This definition does not distinguish among traditional academic and more cross-cutting (e.g., 
critical thinking, problem solving) knowledge and skills, because the principles for assessment 
design and validation apply to the multiple assessment targets. Shepard (2000) and others have 
argued that high quality tasks and assessments provide teachers and students the opportunity to 
learn more about the content being assessed than they could from selected-response items. 
Additionally, good assessments, especially performance tasks in which students have to generate 
solutions and reveal and/or explain their thinking can provide opportunities for teachers to 
develop sophisticated understandings about the nature of student learning (see also NRC, 2014). 
Although such insights are not impossible to obtain with selected response items, they are more 
likely to emerge from examining student work associated with complex performance tasks. 

Performance Assessment of Competency Education (PACE) 

New Hampshire is committed to raising the bar for all students by defining college and 
career-readiness to encompass the knowledge, skills, and work-study practices that students 
need for post-secondary success including deeper learning skills such as critical thinking, 
problem-solving, persistence, communication, collaboration, academic mindset, and learning to 
learn. However, NH’s educational leaders recognize that the level of improvement required 
cannot occur with the same type of externally-oriented accountability model that has been 
employed for the past 12 years. In fact, the state argues that the current system is likely an 
impediment for moving from good to great. The state is piloting an accountability system with 
significantly greater levels of local design and agency to facilitate transformational change in 
performance. As part of this shift in orientation, the state is supporting a competency-based 
approach to instruction, learning, and assessment contextualized within an internally-oriented 
approach to accountability to best support the goal of significant improvements in college and 
career readiness. The information learned through competency-based assessments would then 
be used to support accountability determinations and, hopefully, better inform school 
improvement (e.g., Hargreaves & Braun, 2013).
......
Jobs:
[1] In the assessment excerpt, how many years has New Hampshire used the externally-oriented accountability model?
[2] Please transcribe everything in the assessment excerpt from "Although such insights" down to "Competency Education (PACE)".
The rows after this text aren't needed for anything here.
......
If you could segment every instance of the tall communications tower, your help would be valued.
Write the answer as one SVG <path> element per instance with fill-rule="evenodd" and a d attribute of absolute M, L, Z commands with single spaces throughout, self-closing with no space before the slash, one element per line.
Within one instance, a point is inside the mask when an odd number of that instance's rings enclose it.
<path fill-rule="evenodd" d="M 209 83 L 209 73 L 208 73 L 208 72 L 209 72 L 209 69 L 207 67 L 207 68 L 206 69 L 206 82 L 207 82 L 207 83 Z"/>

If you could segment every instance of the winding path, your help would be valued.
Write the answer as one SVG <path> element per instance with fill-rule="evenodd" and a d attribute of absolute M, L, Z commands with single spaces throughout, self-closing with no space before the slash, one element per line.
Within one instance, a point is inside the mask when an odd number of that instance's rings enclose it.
......
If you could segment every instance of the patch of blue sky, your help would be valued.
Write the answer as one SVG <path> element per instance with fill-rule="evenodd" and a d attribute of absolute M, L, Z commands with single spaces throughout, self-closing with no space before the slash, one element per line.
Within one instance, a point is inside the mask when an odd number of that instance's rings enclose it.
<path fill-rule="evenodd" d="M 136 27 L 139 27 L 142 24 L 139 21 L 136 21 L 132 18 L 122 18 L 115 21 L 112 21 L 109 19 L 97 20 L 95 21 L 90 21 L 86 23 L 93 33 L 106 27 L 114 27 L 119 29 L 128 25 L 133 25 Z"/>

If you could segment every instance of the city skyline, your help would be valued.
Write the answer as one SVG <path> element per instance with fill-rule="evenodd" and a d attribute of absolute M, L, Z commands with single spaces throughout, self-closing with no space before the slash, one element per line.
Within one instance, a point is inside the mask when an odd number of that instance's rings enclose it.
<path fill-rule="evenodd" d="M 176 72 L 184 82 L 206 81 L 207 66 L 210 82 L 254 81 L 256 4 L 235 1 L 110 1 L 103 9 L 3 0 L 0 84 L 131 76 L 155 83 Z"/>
......
Answers below:
[1] For the past 12 years.

[2]
Although such insights are not impossible to obtain with selected response items, they are more 
likely to emerge from examining student work associated with complex performance tasks. 

Performance Assessment of Competency Education (PACE)